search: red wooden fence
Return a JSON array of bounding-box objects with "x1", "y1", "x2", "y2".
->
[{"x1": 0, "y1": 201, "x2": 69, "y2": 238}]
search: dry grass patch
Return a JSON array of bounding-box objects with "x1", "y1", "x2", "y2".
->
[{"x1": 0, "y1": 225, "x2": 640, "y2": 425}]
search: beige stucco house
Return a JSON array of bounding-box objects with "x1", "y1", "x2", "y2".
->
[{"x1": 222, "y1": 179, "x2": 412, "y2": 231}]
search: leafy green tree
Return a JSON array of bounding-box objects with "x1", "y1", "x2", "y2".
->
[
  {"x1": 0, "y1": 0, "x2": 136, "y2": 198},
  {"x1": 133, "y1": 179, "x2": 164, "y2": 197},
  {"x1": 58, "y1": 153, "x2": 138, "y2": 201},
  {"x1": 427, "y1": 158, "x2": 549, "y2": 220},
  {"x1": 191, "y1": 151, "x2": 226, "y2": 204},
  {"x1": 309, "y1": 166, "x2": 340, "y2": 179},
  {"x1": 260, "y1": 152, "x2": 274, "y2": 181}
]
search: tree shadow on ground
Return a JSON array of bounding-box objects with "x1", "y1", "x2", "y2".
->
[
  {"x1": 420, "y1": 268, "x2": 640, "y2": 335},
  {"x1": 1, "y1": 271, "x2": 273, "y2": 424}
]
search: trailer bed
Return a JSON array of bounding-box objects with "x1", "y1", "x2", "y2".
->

**What to produce:** Output the lines of the listing as a JSON list of strings, one string per line and blank lines omitted, starting at the line containing "search: trailer bed" and ending at the last line of the listing.

**The reply:**
[
  "search: trailer bed",
  "Return a JSON array of bounding-box objects with \"x1\", \"y1\", \"x2\", \"y2\".",
  "->"
]